* begin Source text *

A term t is in *normal form*, denoted by nf(t), iff its subterms are in normal form and there is no rule  $(l, r) \in R$  and substitution  $\sigma$  such that  $t = l\sigma$ .

A term can be a redex, but it can also *contain* a number of redexes. In a *reduction step*, one of these redexes is reduced. For a given MTRS R over a signature  $\Sigma = (F, V, S, \text{arity}, \text{st}, \text{ar})$ , we define the one-step reduction relation  $\rightarrow_R$ :

**Definition 3** (One-step reduction). Given an MTRS R over a signature  $\Sigma = (F, V, S, \texttt{arity}, \texttt{st}, \texttt{ar})$ , the one-step reduction relation  $\to_R$  is defined on  $T_\Sigma$  inductively as follows:

- 1. For all  $t \in V$ , t is in normal form w.r.t.  $\rightarrow_R$ ;
- 2. Assume that  $\to_R$  has already been defined for terms  $t_1, \ldots, t_{\texttt{arity}(f)}$ , then  $\to_R$  is defined for term  $f(t_1, \ldots, t_{\texttt{arity}(f)})$  as follows:
  - (a) For all  $i \in \{1, ..., arity(f)\}$ , if  $t_i \rightarrow_R t'$ , then

$$f(t_1, \dots, t_{\texttt{arity}(f)}) \rightarrow_R f(t_1, \dots, t_{i-1}, t', t_{i+1}, \dots, t_{\texttt{arity}(f)})$$

(b) If there is a rule  $\rho: l \to r \in R$  for which a substitution  $\sigma$  exists such that  $f(t_1, \dots, t_{\texttt{arity}(f)}) = l\sigma$ , then

$$f(t_1, \ldots, t_{\text{arity}(f)}) \rightarrow_R r\sigma$$

<sup>&</sup>lt;sup>1</sup> This definition of signatures departs from the one used in algebraic specifications [28,29], as it includes variables, but it is in line with other papers on term rewriting (for instance, [30,31]).

* end Source text *
* begin Dataset entries *

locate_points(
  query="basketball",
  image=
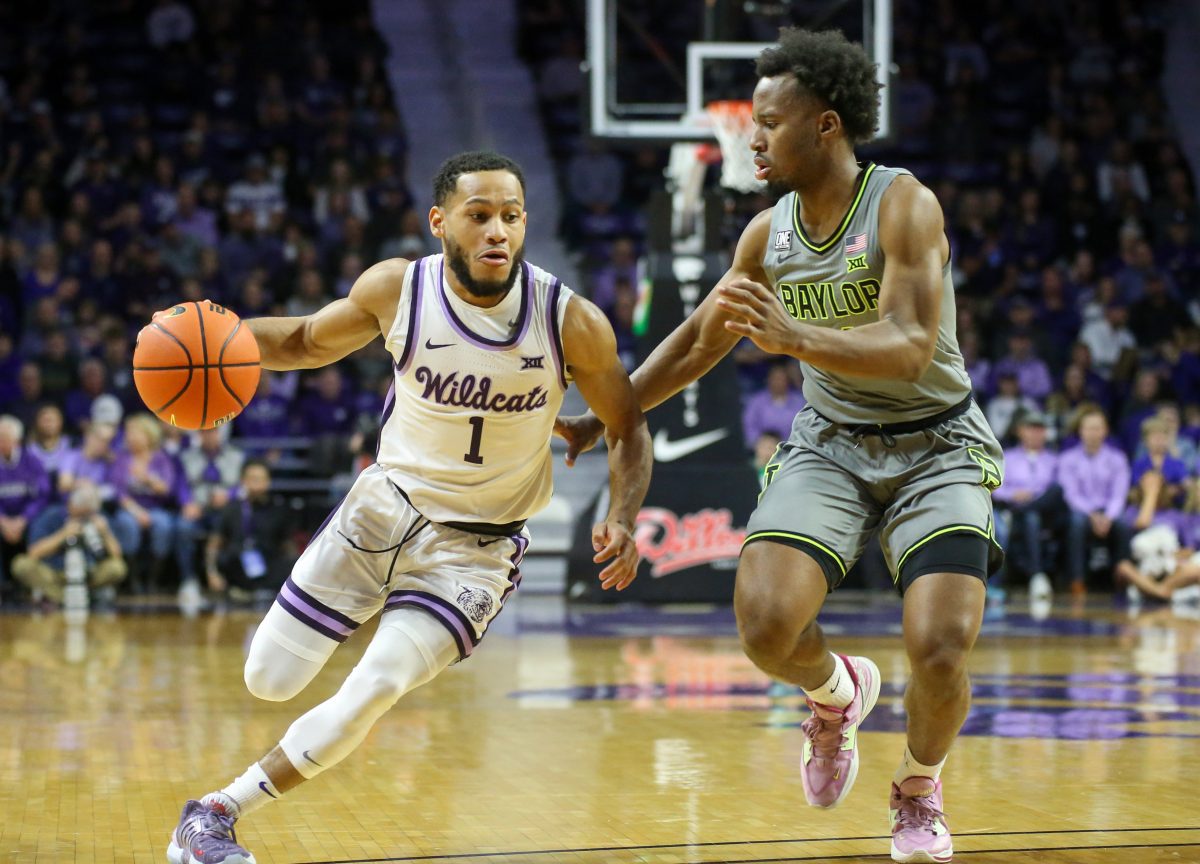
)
(196, 366)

* end Dataset entries *

▶ **Things to do**
• a. Answer these questions from the term rewriting excerpt.
(i) In a reduction step, how many of the redexes a term contains are reduced?
(ii) Under rule 1 of Definition 3, what holds for every t in V?
(iii) What does the footnote's definition of signatures include that the one in algebraic specifications does not?
• b. Could you transcribe the term rewriting excerpt from "(b) If there" to "(for instance, [30,31])."?
• c. Do these statements agree with the term rewriting excerpt? Answer yes or no for each, and quote the words that decide it.
(i) In a reduction step, several redexes are reduced at once.
(ii) The footnote says the definition of signatures is out of line with other papers on term rewriting.
(iii) The footnote's definition of signatures includes variables.

▶ **List of solutions**
• a.
(i) One of them.
(ii) t is in normal form with respect to the one-step reduction relation.
(iii) Variables.

• b.
(b) If there is a rule  $\rho: l \to r \in R$  for which a substitution  $\sigma$  exists such that  $f(t_1, \dots, t_{\texttt{arity}(f)}) = l\sigma$ , then

$$f(t_1, \ldots, t_{\text{arity}(f)}) \rightarrow_R r\sigma$$

<sup>&</sup>lt;sup>1</sup> This definition of signatures departs from the one used in algebraic specifications [28,29], as it includes variables, but it is in line with other papers on term rewriting (for instance, [30,31]).

• c.
(i) No: "one of these redexes is reduced"
(ii) No: "but it is in line with other papers on term rewriting"
(iii) Yes: "as it includes variables"